▶ _Reading passage_
= = =
2. **Build if you changed exports** - run `pnpm run build` to verify package exports and `dist/` expectations still align.
3. **Keep changes focused** - one logical change per PR. Don't bundle unrelated refactors.
4. **Follow existing patterns** - match the style and conventions of surrounding code. The codebase favors explicit over clever.
5. **Update docs for user-visible changes** - update `docs-site/content/docs/` when setup, CLI, configuration, or integration behavior changes.
6. **Don't commit artifacts** - `node_modules/`, `.venv/`, `dist/`, coverage output, and local databases should not be committed.
For larger features or architectural changes, open an issue first to discuss the
approach.
## Agent usage notes
Use this page when an agent is modifying the **ktx** repository itself rather than
using **ktx** in an analytics project.
= = =
▶ _Localization data with one point per instance_
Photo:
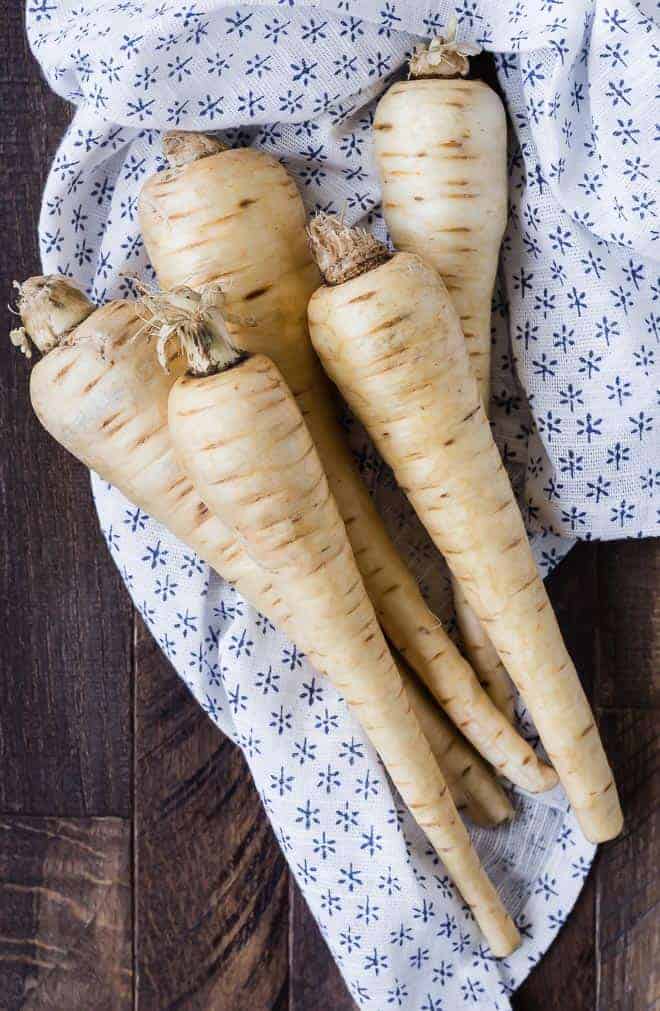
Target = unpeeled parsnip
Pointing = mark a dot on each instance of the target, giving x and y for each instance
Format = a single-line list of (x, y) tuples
[(470, 783), (241, 436), (236, 217), (389, 336), (440, 144), (99, 391)]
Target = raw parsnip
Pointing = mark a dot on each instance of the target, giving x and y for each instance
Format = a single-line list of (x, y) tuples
[(469, 779), (241, 436), (237, 217), (99, 391), (440, 144), (390, 338)]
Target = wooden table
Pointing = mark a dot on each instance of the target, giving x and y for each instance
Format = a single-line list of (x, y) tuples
[(136, 865)]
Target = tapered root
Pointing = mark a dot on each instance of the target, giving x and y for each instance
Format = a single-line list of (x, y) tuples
[(343, 252)]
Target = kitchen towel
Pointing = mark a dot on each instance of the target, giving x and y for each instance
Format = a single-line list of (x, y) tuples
[(574, 405)]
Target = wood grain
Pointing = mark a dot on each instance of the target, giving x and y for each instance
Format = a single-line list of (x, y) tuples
[(66, 923), (65, 663), (629, 576), (212, 885), (217, 924)]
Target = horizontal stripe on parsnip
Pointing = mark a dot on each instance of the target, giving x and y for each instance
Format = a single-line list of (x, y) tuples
[(440, 144), (100, 392), (241, 436), (236, 217), (392, 342)]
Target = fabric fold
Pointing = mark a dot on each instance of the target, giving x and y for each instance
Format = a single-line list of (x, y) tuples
[(574, 398)]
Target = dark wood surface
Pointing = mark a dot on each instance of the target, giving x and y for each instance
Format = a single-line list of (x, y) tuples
[(136, 865)]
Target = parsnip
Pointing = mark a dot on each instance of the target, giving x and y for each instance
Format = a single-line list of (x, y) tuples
[(241, 436), (389, 336), (471, 784), (99, 391), (236, 217), (440, 144)]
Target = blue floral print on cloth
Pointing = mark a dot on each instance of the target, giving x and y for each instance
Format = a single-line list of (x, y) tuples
[(575, 400)]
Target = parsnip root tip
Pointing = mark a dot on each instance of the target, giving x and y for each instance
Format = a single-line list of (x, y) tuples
[(182, 147), (343, 252), (50, 307), (445, 56)]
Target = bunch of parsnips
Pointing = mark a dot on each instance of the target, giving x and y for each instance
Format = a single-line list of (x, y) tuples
[(205, 404)]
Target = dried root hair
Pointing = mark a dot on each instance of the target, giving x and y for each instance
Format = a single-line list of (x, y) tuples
[(445, 56), (196, 324), (343, 252)]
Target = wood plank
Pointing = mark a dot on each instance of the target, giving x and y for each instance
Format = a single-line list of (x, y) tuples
[(211, 883), (630, 629), (66, 919), (628, 938), (65, 665), (315, 981)]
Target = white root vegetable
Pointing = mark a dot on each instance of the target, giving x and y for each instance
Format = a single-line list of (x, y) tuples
[(470, 782), (441, 150), (236, 217), (241, 436), (391, 340), (99, 391)]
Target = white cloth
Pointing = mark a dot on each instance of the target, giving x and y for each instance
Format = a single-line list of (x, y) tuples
[(576, 327)]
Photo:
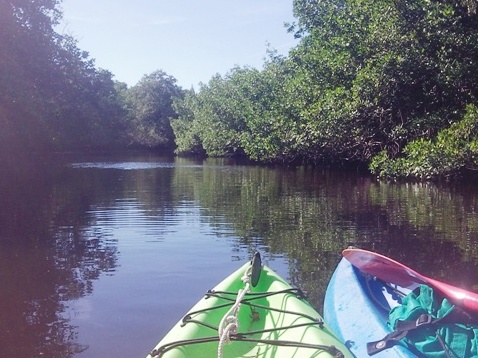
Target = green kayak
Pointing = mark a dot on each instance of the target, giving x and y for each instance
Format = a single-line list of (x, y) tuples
[(252, 313)]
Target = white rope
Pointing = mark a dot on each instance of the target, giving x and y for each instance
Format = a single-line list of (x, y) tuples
[(229, 323)]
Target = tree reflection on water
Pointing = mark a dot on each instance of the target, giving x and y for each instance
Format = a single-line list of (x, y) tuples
[(43, 265)]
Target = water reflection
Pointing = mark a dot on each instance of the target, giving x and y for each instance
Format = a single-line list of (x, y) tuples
[(107, 236)]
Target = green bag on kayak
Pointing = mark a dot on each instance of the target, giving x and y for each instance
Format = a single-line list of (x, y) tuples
[(434, 326)]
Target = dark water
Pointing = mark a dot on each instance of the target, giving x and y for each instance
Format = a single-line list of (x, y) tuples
[(100, 258)]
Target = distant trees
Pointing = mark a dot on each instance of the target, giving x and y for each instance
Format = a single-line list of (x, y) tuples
[(375, 82), (149, 104), (368, 79)]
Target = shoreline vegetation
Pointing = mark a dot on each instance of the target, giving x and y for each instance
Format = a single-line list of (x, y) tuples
[(389, 85)]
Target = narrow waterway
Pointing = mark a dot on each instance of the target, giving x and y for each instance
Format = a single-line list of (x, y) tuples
[(101, 257)]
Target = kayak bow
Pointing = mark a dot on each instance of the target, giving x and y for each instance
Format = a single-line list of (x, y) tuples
[(251, 313)]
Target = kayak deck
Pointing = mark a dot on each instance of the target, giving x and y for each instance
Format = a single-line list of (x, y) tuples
[(356, 307), (274, 320)]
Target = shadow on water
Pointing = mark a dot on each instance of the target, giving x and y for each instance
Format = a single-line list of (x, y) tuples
[(52, 248), (46, 260)]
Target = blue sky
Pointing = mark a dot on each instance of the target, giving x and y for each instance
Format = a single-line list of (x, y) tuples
[(190, 40)]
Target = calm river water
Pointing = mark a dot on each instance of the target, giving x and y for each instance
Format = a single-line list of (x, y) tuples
[(102, 257)]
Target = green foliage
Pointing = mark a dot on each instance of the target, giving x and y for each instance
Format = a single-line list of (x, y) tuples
[(150, 106), (51, 95), (454, 149)]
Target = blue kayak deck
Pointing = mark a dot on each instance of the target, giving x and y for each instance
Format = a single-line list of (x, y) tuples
[(356, 308)]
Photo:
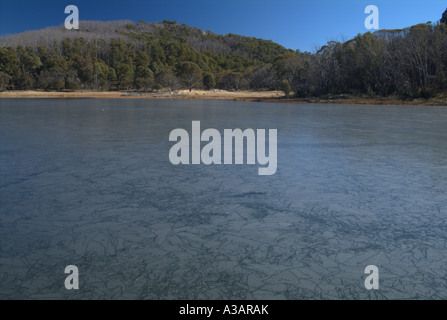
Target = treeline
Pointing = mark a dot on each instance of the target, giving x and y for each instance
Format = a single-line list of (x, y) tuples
[(410, 63)]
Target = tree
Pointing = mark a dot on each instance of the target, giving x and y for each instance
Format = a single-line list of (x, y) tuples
[(285, 86), (190, 74), (208, 81)]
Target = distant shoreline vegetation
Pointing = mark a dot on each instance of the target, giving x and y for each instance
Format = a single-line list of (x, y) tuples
[(410, 63)]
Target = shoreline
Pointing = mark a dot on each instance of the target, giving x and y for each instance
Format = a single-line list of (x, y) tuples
[(248, 96)]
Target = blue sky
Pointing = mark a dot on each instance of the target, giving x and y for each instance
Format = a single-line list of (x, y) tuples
[(295, 24)]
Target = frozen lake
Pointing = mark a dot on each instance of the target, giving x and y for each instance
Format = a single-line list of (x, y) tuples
[(89, 183)]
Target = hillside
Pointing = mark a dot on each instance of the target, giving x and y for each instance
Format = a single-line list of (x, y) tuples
[(123, 55), (126, 55)]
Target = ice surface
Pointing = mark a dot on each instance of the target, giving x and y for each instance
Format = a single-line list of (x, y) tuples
[(88, 182)]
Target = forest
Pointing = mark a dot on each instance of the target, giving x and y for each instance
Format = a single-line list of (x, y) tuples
[(124, 55)]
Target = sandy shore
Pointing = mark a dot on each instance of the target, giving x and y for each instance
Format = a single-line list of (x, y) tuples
[(252, 96)]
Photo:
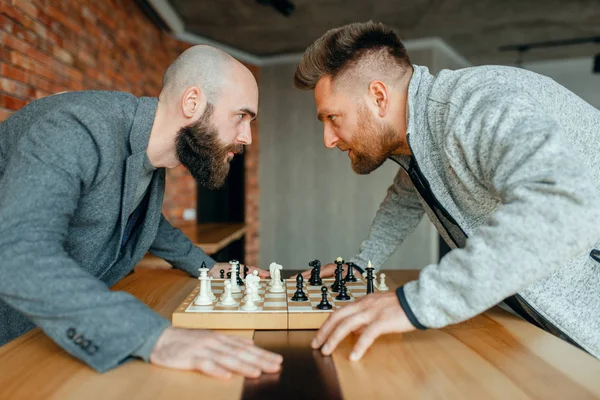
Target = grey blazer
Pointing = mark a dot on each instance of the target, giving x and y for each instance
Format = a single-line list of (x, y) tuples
[(69, 165)]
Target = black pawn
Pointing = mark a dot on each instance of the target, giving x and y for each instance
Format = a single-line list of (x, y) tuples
[(370, 286), (339, 270), (299, 295), (324, 304), (343, 295), (350, 274), (315, 273), (237, 276)]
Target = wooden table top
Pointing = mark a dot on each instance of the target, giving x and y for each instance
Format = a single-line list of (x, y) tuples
[(495, 355)]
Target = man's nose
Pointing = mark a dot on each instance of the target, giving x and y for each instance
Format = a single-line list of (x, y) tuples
[(330, 139), (245, 137)]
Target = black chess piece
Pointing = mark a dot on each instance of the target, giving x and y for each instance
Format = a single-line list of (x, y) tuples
[(315, 273), (370, 286), (339, 270), (299, 295), (343, 295), (350, 274), (324, 304)]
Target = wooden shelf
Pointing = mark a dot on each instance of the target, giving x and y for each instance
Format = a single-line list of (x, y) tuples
[(210, 237)]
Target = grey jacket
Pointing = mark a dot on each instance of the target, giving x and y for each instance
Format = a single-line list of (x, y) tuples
[(511, 161), (69, 166)]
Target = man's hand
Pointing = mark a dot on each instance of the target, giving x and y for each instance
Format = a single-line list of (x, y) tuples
[(327, 271), (214, 354), (375, 314), (215, 271)]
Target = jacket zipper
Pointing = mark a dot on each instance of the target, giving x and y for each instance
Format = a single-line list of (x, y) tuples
[(527, 308)]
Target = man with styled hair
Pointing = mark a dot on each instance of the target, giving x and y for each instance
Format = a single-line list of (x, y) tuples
[(504, 162)]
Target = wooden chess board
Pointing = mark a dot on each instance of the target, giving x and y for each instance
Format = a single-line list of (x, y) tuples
[(275, 310)]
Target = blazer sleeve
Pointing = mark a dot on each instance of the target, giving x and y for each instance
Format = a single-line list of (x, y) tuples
[(55, 162), (173, 246)]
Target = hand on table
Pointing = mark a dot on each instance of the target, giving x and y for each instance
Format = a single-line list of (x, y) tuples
[(212, 353), (215, 270), (373, 315)]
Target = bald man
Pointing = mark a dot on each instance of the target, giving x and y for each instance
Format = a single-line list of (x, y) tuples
[(82, 179)]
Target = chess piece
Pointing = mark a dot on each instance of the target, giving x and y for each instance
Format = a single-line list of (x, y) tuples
[(350, 274), (234, 284), (343, 295), (370, 287), (249, 304), (315, 273), (210, 293), (277, 286), (299, 295), (226, 298), (339, 270), (324, 304), (203, 298), (382, 286), (253, 280)]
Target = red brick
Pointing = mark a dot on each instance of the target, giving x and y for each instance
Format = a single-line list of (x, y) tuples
[(5, 113), (11, 102), (27, 7)]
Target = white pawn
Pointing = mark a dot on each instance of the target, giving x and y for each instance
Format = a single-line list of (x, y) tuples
[(203, 298), (233, 280), (226, 298), (253, 281), (249, 304), (382, 286), (210, 293), (277, 286)]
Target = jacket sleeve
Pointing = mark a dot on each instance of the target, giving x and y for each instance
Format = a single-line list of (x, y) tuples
[(549, 211), (173, 246), (398, 215), (54, 164)]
= = =
▶ _Tasks to complete_
A – Answer these questions from the contributing guidelines:
(i) Which command should be run to check package exports after they have been changed?
(ii) Which directory should be updated when setup, CLI, configuration, or integration behavior changes?
(iii) What should be done before starting work on a larger feature or an architectural change?
B – Continue the contributing guidelines for the ktx repository from the point at which they stop.
The records are not needed for any of the work requested here.

▶ _Results by task_
A –
(i) `pnpm run build`
(ii) `docs-site/content/docs/`
(iii) Open an issue to discuss the approach.

B –
| Agent task | Command or section |
|------------|--------------------|
| Prepare the workspace | `pnpm install`, `pnpm run setup:dev`, `uv sync --all-groups` |
| Verify TypeScript changes | `pnpm run type-check`, `pnpm run test`, or package-filtered equivalents |
| Verify Python changes | `uv run pytest -q` and `uv run pre-commit run --files <files>` |
| Add a connector | [Adding a connector](#adding-a-connector) |
| Check style expectations | [Code conventions](#code-conventions) |
Common recovery path: if a check fails because generated files or local
runtimes are missing, run the setup commands first. If a check fails because of
a real type, lint, or test error, fix the source file and rerun the smallest
failing check before broadening verification.